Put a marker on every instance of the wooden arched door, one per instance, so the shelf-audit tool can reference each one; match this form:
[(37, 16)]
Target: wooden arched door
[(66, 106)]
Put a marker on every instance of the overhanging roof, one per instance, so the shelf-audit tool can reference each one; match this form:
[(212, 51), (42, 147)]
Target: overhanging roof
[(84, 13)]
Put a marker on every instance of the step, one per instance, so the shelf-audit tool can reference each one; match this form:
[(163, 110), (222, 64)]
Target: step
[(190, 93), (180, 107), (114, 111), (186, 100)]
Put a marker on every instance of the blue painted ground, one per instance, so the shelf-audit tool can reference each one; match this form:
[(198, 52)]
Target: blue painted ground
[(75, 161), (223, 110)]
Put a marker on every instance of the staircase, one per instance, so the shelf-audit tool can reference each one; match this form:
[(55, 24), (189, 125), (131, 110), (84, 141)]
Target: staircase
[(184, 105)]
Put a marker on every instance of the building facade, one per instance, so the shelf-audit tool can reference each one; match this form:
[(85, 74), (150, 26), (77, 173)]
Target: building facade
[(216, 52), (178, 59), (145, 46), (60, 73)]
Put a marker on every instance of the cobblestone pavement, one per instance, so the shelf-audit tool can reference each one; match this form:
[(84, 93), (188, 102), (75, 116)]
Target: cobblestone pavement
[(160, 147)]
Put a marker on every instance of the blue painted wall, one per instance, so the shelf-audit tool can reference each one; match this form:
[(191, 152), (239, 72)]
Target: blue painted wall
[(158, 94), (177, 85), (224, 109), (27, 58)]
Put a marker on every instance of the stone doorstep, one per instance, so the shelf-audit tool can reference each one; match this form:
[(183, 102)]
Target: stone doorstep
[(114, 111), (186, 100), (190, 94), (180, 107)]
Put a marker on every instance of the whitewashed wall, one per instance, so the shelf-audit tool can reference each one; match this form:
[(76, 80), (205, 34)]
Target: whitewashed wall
===
**The exercise:** Write out all of the entries above again, word for word and line for line, leaving nothing out.

**Response to this task:**
Put a marker on every instance of the wooden arched door, one per instance, so the shelf-audit tool can reference each one; match this form:
[(37, 16)]
Target: wooden arched door
[(66, 106)]
Put a marker on every instance of the overhanging roof, one per instance, so the shelf-audit tool can reference each one; match this form:
[(212, 51), (42, 147)]
Target: overhanging roof
[(84, 13)]
Put a marker on every instance of the step, one per instance, so the shelf-audit tool can reference each one; match this form:
[(163, 110), (222, 64)]
Target: step
[(190, 93), (180, 107), (114, 111), (186, 100)]
Put a marker on every instance of the blue painted ground, one per instance, so the shelf-audit tool can reference each one; match this form:
[(198, 52)]
Target: blue painted ground
[(75, 161), (223, 110)]
Put a marker on every instance of the staircase, one per instance, so the shelf-audit tool can reference each one; match this form:
[(55, 24), (189, 125), (131, 110), (84, 141)]
Target: staircase
[(184, 105)]
Put a marker on every instance of the building facade, one per instance, so the shelf-audit tool can reference each one; match this form:
[(85, 74), (150, 26), (77, 173)]
Target: building facade
[(216, 52), (178, 59), (145, 46), (60, 73)]
Put a marker on every instance of the cobblestone pavement, one per instance, so the shelf-audit tool can reference each one; match this form:
[(84, 93), (188, 102), (75, 116)]
Target: cobblestone pavement
[(160, 147)]
Put a marker on every instance of the blue painted wall, one per instance, so the shelf-audit tool can reference each one; match this form:
[(191, 152), (239, 72)]
Target: blue painted wall
[(158, 94), (177, 85), (224, 109), (27, 58)]
Put a marker on every instance of the stone doorstep, one per instance, so the shelf-audit tool can reference each one; match this form:
[(183, 102)]
Target: stone doorstep
[(114, 111), (186, 100), (190, 94), (180, 107)]
Put a marker on every instance of the whitewashed wall, one per instance, so the shelf-audit tool can reference each one; match this form:
[(76, 80), (205, 34)]
Target: whitewashed wall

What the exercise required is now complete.